— Begin Text extract —
FIGURE 2. Representation of the prevalence of the collective phenomenological categories during the race under study (in percentages). The percentage is the ratio between the number of cycle in each collective phenomenological category and the total number of cycle recorded during the race. SSE-M, Joint action Simultaneously and Similarly Experienced as Meaningless; SSE-D, Joint action Simultaneously and Similarly Experienced as Detrimental; SSE-E, Joint action Simultaneously and Similarly Experienced as Effective; SDE, Simultaneously Diverging Experiences of joint action.
Mechanical Signatures of the Collective Phenomenological Categories at Three Levels of Analysis
The mechanical parameters related to the four identified categories (SSE-M, SSE-D, SSE-E, and SDE) were then submitted for further statistical analysis. The analyses aimed to identify the level of organization of the joint action (i.e., individual, interpersonal, or boat-level of the mechanical parameters analysis) that could at best explain the differences in the four collective phenomenological categories. For all of the following analyses, the comparison between the categories considered seven ways of analyzing the cycles: (a) the full cycle, (b) the drive phase, (c) the first half of the drive, (d) the second half of the drive, (e) the full recovery phase, (f) the first half of the recovery, and (g) the second half of the recovery.
Individual Level of Analysis
At the individual level of analysis, no significant differences between collective phenomenological categories was found in terms of individual mechanical indicators. The following indicators were assessed and did not capture differences between the categories: the mean force applied by the rower on the pin of the oarlock, the standard deviation of the force’s values, the linear momentum of the force produced, the peak force level, the peak force’s timing in the percentage of cycle, the range of motion of the rowers, the mean of the angle of oar velocity, the mean of the standard deviation of the values of the oar’s angle of velocity. See Supplementary Tables S1–S3.
— End Text extract —
— Begin Material —
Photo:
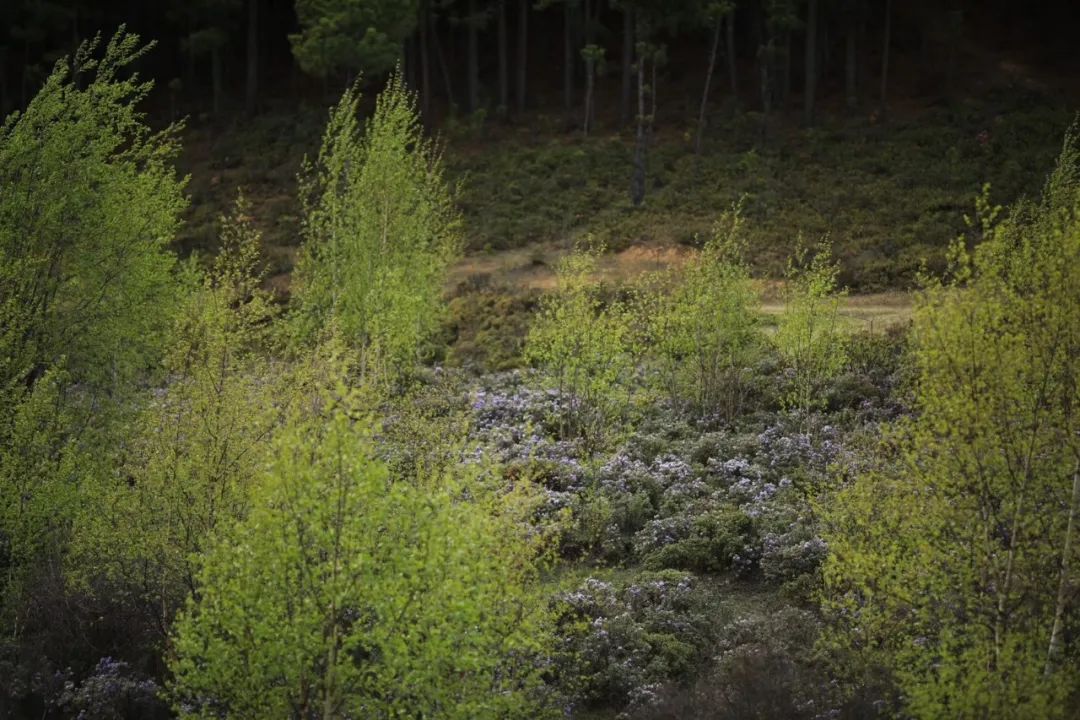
— End Material —
* Set task:
Copy the stretch of the rowing text from "Mechanical Signatures of" through "of the recovery.", swapping every "recovery" for "return". The data play no part in this work.

* Written reply:
Mechanical Signatures of the Collective Phenomenological Categories at Three Levels of Analysis
The mechanical parameters related to the four identified categories (SSE-M, SSE-D, SSE-E, and SDE) were then submitted for further statistical analysis. The analyses aimed to identify the level of organization of the joint action (i.e., individual, interpersonal, or boat-level of the mechanical parameters analysis) that could at best explain the differences in the four collective phenomenological categories. For all of the following analyses, the comparison between the categories considered seven ways of analyzing the cycles: (a) the full cycle, (b) the drive phase, (c) the first half of the drive, (d) the second half of the drive, (e) the full return phase, (f) the first half of the return, and (g) the second half of the return.